## [STATED TASK]
Which lines of the data below contain the string "each", with case counting? Report every such line in full.

## [DATA TO PROCESS]

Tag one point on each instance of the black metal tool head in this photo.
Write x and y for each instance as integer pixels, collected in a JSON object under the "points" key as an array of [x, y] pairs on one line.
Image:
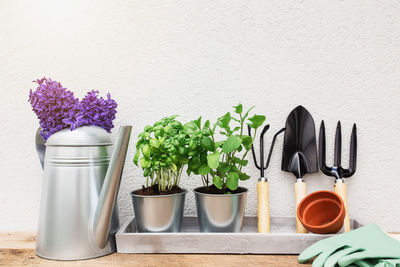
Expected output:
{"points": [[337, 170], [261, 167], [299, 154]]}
* * *
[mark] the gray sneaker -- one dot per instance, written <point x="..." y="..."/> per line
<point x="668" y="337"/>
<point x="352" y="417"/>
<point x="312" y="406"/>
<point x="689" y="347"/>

## [WRITTEN ANSWER]
Tag one point on each instance of the black metal tool head in this photo.
Write x and y for each instance as integer pixels, collected in a JSON object under the "points" key as an array of [x, y] pairs on one line.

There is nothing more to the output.